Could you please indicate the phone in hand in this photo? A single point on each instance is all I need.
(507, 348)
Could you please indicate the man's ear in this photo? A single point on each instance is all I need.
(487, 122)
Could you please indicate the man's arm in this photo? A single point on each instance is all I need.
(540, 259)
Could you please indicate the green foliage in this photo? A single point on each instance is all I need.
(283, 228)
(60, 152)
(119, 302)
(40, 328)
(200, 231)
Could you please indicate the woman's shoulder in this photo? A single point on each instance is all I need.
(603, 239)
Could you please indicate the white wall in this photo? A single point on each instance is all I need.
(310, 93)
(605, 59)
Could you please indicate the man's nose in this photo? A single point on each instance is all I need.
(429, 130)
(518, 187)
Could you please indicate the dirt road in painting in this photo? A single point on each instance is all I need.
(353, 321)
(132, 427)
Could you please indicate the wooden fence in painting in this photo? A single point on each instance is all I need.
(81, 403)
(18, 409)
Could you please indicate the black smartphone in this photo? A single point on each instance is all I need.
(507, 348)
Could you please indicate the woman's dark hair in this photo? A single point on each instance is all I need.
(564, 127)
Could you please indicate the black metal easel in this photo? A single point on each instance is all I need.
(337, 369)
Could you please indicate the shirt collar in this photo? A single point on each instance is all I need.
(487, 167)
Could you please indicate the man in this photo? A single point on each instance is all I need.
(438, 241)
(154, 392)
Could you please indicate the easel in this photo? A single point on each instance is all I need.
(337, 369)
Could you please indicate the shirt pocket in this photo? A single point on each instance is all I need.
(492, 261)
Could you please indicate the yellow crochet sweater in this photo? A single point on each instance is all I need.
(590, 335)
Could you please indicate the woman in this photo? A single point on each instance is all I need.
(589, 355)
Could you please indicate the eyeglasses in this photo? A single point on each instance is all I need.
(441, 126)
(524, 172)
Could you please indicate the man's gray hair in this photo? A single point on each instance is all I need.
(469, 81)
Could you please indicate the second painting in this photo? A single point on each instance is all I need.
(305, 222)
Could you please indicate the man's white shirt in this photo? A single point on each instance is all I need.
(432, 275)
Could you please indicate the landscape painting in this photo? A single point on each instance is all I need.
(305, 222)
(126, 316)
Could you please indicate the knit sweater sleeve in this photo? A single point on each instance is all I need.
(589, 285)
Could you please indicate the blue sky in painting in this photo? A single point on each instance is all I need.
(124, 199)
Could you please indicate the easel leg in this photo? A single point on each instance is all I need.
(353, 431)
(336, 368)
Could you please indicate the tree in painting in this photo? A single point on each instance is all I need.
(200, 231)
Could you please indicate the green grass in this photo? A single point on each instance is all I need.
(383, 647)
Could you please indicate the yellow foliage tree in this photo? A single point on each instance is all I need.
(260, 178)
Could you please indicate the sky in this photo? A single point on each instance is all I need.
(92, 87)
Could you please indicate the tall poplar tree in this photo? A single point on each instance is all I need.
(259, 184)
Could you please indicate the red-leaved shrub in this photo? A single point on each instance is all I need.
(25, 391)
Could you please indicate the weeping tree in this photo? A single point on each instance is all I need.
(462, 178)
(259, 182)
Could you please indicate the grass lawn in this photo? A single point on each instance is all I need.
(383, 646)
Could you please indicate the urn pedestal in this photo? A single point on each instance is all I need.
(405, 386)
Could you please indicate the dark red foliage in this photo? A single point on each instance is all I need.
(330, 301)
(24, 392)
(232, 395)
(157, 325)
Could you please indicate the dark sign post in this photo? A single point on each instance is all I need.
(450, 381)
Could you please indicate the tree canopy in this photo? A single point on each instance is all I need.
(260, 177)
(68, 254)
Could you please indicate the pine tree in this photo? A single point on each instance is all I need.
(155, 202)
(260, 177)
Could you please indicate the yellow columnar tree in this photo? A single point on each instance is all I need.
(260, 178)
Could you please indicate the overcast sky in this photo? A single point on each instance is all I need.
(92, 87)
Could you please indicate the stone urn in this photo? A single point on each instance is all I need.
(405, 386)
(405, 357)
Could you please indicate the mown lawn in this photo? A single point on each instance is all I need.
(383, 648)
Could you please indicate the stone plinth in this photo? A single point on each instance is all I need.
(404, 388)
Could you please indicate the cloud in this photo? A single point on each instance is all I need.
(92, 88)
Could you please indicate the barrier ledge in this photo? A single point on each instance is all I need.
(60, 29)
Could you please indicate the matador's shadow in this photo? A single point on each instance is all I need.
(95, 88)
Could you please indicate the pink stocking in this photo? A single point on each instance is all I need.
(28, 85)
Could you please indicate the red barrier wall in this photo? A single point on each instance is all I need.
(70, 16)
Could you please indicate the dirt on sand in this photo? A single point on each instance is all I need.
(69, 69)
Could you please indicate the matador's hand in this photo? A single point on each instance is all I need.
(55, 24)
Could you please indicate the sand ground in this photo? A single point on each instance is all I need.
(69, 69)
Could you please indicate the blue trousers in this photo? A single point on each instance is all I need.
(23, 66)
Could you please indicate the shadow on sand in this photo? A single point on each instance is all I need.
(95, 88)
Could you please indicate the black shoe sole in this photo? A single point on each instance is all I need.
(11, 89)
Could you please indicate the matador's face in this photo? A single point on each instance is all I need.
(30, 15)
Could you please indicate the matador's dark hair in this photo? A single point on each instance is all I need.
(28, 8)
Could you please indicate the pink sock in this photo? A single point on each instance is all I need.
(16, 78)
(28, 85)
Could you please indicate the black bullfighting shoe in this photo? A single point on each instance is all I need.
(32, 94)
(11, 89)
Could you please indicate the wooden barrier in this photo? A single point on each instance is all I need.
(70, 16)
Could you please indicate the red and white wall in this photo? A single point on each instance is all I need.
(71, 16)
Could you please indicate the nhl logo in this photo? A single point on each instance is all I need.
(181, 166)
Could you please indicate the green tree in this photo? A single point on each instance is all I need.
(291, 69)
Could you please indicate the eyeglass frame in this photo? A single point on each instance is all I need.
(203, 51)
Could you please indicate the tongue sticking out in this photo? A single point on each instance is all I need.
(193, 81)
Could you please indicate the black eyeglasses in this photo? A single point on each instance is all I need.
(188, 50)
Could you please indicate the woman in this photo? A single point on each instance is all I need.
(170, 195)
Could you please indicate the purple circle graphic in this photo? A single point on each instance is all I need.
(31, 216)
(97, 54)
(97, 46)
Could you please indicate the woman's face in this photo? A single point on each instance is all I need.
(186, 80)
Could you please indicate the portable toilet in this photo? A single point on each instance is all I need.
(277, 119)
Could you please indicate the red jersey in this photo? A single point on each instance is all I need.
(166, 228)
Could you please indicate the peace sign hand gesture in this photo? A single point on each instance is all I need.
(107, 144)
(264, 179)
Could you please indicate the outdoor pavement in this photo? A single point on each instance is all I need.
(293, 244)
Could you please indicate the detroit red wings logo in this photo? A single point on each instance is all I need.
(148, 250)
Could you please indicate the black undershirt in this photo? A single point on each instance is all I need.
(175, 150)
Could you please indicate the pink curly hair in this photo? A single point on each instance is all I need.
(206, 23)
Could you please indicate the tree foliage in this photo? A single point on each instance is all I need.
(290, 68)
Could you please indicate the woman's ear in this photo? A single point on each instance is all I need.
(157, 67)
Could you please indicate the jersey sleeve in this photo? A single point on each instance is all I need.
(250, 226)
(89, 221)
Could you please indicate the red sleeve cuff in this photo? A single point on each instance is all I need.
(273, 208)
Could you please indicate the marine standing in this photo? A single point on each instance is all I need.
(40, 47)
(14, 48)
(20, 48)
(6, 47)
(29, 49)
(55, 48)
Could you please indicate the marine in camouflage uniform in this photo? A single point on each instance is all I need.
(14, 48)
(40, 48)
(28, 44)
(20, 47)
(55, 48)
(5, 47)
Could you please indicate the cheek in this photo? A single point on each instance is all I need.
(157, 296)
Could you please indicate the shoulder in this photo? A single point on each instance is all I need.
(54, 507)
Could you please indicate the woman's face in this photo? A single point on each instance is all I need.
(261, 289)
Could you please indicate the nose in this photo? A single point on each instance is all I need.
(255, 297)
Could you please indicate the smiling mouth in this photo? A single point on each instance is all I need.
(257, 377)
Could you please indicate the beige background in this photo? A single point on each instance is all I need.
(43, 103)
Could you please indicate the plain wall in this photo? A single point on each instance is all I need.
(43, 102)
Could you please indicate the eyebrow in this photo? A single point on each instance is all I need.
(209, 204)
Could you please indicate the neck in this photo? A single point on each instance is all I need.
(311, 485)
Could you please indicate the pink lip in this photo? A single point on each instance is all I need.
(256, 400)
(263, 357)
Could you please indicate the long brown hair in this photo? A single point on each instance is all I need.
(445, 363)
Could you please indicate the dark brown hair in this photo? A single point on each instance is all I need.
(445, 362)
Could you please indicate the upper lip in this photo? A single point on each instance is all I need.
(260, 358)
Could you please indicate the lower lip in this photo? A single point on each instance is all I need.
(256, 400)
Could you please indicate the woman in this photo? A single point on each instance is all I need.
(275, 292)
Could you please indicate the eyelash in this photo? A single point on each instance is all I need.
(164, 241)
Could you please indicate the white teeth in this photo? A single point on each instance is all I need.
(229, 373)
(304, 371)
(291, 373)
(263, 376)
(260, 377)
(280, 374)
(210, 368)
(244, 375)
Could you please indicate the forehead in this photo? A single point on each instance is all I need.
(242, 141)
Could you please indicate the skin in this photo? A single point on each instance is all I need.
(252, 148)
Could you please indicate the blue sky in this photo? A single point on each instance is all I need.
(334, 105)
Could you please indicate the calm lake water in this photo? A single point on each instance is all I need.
########################################
Task description — Return exactly what appears in the records from the line with "Could you please indicate the white teeth" through the final line, and nothing else.

Task solution —
Could you please indicate the white teeth in this photo? A single point on each instance is all I need.
(229, 373)
(304, 371)
(291, 373)
(263, 376)
(260, 377)
(280, 374)
(210, 368)
(244, 375)
Could you please indicate the forehead in this photo? A single point on each instance is all I need.
(242, 141)
Could you please indicate the skin in this photo? A single point on each instance is all I need.
(252, 148)
Could you please indicate the blue sky in this photo? A single point on each instance is all I need.
(334, 105)
Could you please indicate the calm lake water in this photo? A single point on each instance is all I need.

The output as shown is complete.